→ **RECORDS TO PROCESS**
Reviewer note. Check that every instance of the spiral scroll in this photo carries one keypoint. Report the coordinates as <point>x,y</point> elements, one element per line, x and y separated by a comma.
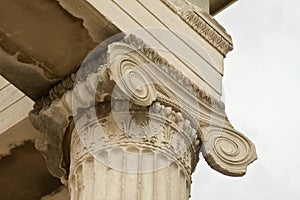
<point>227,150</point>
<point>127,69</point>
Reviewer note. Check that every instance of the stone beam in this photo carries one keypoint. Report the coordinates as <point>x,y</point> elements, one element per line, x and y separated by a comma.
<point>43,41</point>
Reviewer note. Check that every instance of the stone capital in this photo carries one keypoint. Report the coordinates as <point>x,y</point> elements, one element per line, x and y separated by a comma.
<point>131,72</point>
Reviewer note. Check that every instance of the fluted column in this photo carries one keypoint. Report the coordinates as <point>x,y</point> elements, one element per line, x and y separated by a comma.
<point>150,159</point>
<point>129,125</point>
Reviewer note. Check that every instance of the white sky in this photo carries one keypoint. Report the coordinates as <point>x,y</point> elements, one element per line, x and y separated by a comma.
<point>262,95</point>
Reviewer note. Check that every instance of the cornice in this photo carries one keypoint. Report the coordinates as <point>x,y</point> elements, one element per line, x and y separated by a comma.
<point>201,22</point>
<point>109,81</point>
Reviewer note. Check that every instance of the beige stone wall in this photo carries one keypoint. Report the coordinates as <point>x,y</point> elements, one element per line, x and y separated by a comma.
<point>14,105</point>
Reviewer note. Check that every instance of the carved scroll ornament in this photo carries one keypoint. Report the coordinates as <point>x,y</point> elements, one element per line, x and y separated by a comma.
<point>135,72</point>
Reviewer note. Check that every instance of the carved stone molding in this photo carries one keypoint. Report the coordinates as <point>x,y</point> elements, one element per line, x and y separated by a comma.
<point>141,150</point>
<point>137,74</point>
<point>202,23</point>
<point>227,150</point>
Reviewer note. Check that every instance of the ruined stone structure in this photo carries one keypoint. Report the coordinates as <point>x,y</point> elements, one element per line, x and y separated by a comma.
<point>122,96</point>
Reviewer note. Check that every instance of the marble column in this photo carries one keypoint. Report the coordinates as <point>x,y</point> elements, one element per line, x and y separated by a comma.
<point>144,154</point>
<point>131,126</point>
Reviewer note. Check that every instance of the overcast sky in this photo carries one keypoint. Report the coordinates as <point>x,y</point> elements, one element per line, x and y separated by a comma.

→ **SHORT TASK**
Transcribe every row above word for word, omitting the picture from your answer.

→ **ANSWER TO THE TASK**
Reviewer note. Check that every instance of the spiral scroll in this photo carries one keypoint. Report the coordinates as <point>x,y</point> elements, one element per line, x and y separated by a comma.
<point>227,150</point>
<point>127,69</point>
Reviewer note. Check that every instance of the stone beam in this photo carries one keypoint. Report the coordinates as <point>x,y</point> elements, one element per line, x and y separated by a comma.
<point>43,41</point>
Reviewer note. Check that every instance of the stone capital in this photo carries one keypoint. Report the coordinates as <point>x,y</point> elements, one element per line, x and y separated by a comma.
<point>131,72</point>
Reviewer note. Check that every instance of the fluted column in this photo carries one keypoint. Report the coordinates as <point>x,y</point> elements, one element per line, x and y separated by a comma.
<point>150,159</point>
<point>129,125</point>
Reviewer note. Check that every instance of the white sky in this photo carries one keypoint. Report the coordinates as <point>x,y</point> elements, one element per line, x and y separated by a comma.
<point>262,95</point>
Reviewer note. Check that every instance of the cornice in this photo carries one keypoint. Report the coordinates as <point>x,y</point> elements, one element per line, x and y separated by a comma.
<point>201,22</point>
<point>109,81</point>
Reviewer note. Check that every instance of the beige stone wall in this photo carries one keypoint. Report the coordinates as <point>x,y</point> elements, one element per line, x and y separated by a comma.
<point>14,105</point>
Reviewer note. Check that every instance of the carved scroll ornament in this photo carries one keypoint. Report the coordinates as <point>x,y</point> elements, one element per line, x and y separated by a comma.
<point>135,72</point>
Reviewer note. Check that every instance of the carved stone molding in this photo carries one keypoint. Report the coordinates as <point>x,y</point> elements, one element per line, x and y separated by a comma.
<point>141,150</point>
<point>137,74</point>
<point>202,23</point>
<point>227,150</point>
Reviewer note. Check that every instance of the ruined stone structure in this photo carries one keypoint. Report the coordinates as <point>x,y</point> elements, one element per line, x and y separated by a comma.
<point>122,96</point>
Reviewer note. Check that every instance of the marble column in this photo carries one keypoint. Report the coordinates as <point>x,y</point> elements, one element per line, x and y separated by a comma.
<point>144,154</point>
<point>131,126</point>
Reviewer note. Check that every instance of the overcast sky in this photo carries one keypoint. Report the coordinates as <point>x,y</point> elements, one element per line, x and y separated by a comma.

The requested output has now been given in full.